**** EXCERPT

PRESS RELEASE

Staying on the Growth Path through Savings Key for Poland’s Future, says the World Bank

October 21, 2014


WARSAW, October 20, 2014 – Growth boosted by increased household and public savings can help the Polish economy stay on a path of sustained long-term economic development, says a new World Bank report, Poland Country Economic Memorandum (CEM): Saving for Growth and Prosperous Aging. Recent economic trends in advanced and emerging economies point to a lukewarm growth outlook.  Against the backdrop of rapidly aging populations and slowing productivity growth, Poland too wrestles with the challenge of revisiting its growth model.

The report emphasizes the importance of national saving in promoting economic growth and development.  Sustaining growth in Poland, with remaining infrastructure gaps and an aging population, will require further investment as well as continuous improvements in productivity. In order to keep the balance of payments and net international investment position intact, the increased level of investment spending needs to be financed by increased savings.  The report says that in order for Poland to sustain its per-capita economic growth at 3.5 percent annually, the national saving rate needs to increase from below the current 18 percent to 23 percent by 2030, provided a strong total-factor productivity (TFP) growth continues.

********

> WHAT THIS TASK INVOLVES: Repeat word for word the passage of the press release from "PRESS RELEASE" to "its growth model.".

**** INFORMATION SHOWN

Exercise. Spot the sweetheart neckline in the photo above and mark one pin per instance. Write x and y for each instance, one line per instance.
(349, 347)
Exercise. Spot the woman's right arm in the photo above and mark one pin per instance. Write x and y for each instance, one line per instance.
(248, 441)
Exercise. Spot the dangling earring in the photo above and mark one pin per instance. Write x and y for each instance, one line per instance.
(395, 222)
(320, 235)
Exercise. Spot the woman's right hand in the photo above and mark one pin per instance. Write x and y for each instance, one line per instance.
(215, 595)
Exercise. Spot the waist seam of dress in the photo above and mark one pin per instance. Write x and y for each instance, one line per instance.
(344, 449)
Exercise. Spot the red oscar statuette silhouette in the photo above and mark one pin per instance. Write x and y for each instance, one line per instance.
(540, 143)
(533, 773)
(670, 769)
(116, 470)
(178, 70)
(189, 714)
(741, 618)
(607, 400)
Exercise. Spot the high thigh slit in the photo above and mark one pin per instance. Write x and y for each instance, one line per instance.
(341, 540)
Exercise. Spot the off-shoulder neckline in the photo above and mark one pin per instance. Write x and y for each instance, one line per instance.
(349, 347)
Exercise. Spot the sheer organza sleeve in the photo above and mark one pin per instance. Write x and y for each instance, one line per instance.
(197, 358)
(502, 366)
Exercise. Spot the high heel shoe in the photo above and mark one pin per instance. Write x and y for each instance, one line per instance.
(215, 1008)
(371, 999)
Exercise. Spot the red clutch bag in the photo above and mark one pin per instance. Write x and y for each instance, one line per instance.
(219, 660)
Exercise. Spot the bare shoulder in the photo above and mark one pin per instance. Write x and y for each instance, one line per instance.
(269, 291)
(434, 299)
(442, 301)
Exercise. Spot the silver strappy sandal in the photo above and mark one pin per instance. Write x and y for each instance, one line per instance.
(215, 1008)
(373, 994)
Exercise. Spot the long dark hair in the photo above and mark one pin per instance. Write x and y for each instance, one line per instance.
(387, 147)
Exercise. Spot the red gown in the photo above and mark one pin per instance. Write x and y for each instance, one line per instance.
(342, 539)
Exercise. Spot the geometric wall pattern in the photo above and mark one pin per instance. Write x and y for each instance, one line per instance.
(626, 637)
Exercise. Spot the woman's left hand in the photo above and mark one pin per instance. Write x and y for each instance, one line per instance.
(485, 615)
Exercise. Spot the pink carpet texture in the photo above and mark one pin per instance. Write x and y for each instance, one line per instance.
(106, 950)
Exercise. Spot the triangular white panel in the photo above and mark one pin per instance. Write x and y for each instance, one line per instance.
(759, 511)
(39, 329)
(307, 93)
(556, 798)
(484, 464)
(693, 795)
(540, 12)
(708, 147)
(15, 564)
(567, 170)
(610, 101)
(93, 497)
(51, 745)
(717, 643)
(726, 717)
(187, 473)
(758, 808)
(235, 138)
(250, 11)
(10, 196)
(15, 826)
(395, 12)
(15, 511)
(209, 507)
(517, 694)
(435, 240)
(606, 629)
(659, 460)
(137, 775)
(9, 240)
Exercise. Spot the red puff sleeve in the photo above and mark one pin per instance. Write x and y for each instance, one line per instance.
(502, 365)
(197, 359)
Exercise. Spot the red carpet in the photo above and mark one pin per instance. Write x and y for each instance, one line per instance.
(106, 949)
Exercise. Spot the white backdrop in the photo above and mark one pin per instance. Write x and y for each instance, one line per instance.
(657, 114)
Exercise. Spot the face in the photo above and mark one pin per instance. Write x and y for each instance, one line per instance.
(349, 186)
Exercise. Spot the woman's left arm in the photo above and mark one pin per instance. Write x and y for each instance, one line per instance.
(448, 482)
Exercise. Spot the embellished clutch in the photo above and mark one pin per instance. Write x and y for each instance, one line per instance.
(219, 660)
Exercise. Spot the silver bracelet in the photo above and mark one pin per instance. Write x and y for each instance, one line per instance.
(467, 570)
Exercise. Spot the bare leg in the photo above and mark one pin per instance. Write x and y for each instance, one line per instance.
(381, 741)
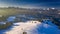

********

> RESPONSE TO THIS TASK:
PRESS RELEASE

Staying on the Growth Path through Savings Key for Poland’s Future, says the World Bank

October 21, 2014


WARSAW, October 20, 2014 – Growth boosted by increased household and public savings can help the Polish economy stay on a path of sustained long-term economic development, says a new World Bank report, Poland Country Economic Memorandum (CEM): Saving for Growth and Prosperous Aging. Recent economic trends in advanced and emerging economies point to a lukewarm growth outlook.  Against the backdrop of rapidly aging populations and slowing productivity growth, Poland too wrestles with the challenge of revisiting its growth model.